◆ **Selected excerpt**:
Re: filesystem full during vacuum - space recovery issues

From: Ron Johnson <ronljohnsonjr(at)gmail(dot)com>
To: Pgsql-admin <pgsql-admin(at)lists(dot)postgresql(dot)org>
Subject: Re: filesystem full during vacuum - space recovery issues
Date: 2024-07-18 22:41:14
Message-ID: CANzqJaD_bEyG9Fve0OPGUfAdjJL36_ZKm4aLQuMytCBp0yYOOA@mail.gmail.com
Views: Raw Message | Whole Thread | Download mbox | Resend email
Thread:
Lists: pgsql-admin pgsql-hackers

Multi-threaded writing to the same giant text file won't work too well,
when all the data for one table needs to be together.

Just temporarily add another disk for backups.

On Thu, Jul 18, 2024 at 4:55 PM Thomas Simpson <ts(at)talentstack(dot)to> wrote:

>
> On 18-Jul-2024 16:32, Ron Johnson wrote:
>
> On Thu, Jul 18, 2024 at 3:01 PM Thomas Simpson <ts(at)talentstack(dot)to> wrote:
> [snip]
>
>> [BTW, v9.6 which I know is old but this server is stuck there]
>>
> [snip]
>
>> I know I'm stuck with the slow rebuild at this point. However, I doubt I
>> am the only person in the world that needs to dump and reload a large
>> database. My thought is this is a weak point for PostgreSQL so it makes
>> sense to consider ways to improve the dump reload process, especially as
>> it's the last-resort upgrade path recommended in the upgrade guide and the
>> general fail-safe route to get out of trouble.

◆ **Excerpted data**:

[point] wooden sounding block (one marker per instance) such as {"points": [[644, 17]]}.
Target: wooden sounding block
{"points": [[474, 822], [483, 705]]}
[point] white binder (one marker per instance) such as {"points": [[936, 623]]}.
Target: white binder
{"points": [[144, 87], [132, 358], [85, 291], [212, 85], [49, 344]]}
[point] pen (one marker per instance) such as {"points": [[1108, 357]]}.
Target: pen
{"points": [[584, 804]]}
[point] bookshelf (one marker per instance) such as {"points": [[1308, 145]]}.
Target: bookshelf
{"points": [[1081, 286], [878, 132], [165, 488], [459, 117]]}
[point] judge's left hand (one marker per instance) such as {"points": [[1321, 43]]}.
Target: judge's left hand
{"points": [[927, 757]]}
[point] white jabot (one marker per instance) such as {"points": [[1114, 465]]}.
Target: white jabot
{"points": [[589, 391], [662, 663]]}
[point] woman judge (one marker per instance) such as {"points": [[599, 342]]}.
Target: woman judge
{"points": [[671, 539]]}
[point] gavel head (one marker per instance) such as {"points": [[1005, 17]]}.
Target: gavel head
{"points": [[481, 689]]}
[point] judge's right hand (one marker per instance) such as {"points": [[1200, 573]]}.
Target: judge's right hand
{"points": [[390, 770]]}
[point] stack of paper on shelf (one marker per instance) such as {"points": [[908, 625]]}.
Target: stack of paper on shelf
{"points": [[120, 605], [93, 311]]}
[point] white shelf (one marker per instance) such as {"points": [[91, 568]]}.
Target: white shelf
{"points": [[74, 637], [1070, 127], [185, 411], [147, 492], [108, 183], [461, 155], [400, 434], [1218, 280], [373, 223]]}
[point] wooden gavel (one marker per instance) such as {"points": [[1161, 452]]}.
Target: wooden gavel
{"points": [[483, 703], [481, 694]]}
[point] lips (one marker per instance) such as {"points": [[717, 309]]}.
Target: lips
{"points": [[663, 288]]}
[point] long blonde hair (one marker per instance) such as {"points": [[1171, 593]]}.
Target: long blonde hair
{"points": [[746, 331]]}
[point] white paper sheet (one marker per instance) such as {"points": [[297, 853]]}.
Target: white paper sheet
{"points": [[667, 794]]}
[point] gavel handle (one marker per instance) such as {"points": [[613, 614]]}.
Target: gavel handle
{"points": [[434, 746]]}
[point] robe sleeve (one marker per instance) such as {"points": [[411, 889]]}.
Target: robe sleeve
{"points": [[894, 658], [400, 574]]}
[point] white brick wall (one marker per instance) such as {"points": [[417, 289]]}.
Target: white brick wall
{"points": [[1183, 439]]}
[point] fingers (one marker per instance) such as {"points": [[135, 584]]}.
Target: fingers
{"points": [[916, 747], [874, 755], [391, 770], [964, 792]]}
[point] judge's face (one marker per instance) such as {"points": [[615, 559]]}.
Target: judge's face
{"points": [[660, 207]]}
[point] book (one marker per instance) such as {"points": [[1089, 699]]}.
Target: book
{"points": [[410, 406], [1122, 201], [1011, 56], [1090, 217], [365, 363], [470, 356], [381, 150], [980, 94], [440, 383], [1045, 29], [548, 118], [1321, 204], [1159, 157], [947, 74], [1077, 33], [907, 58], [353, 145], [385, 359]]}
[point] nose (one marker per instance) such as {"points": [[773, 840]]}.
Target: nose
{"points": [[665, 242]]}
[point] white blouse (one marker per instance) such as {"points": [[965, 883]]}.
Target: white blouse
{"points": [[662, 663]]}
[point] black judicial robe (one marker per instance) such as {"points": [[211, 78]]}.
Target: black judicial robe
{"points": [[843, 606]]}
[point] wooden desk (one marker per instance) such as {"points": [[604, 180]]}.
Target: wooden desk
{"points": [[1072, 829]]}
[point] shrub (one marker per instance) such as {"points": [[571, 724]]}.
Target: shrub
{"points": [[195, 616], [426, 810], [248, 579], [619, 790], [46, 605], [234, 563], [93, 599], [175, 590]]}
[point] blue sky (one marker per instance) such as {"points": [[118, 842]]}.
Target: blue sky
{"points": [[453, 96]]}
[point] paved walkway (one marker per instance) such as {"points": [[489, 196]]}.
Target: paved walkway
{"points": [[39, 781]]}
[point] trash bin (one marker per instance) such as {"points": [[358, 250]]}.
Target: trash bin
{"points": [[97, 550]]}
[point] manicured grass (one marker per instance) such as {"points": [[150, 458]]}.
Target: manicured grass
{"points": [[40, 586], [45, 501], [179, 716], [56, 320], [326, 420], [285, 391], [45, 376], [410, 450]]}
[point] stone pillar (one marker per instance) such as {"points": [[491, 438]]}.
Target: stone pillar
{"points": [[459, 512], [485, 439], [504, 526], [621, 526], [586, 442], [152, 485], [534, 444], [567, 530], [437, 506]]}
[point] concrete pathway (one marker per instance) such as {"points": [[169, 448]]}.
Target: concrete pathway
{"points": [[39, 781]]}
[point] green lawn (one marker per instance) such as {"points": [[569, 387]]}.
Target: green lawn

◆ **Job**: Quote the mailing-list reply about the full filesystem from "Multi-threaded writing to" to "disk for backups.". The items above are separate material, unrelated to the mailing-list reply.

◆ **Answer for this exercise**:
Multi-threaded writing to the same giant text file won't work too well,
when all the data for one table needs to be together.

Just temporarily add another disk for backups.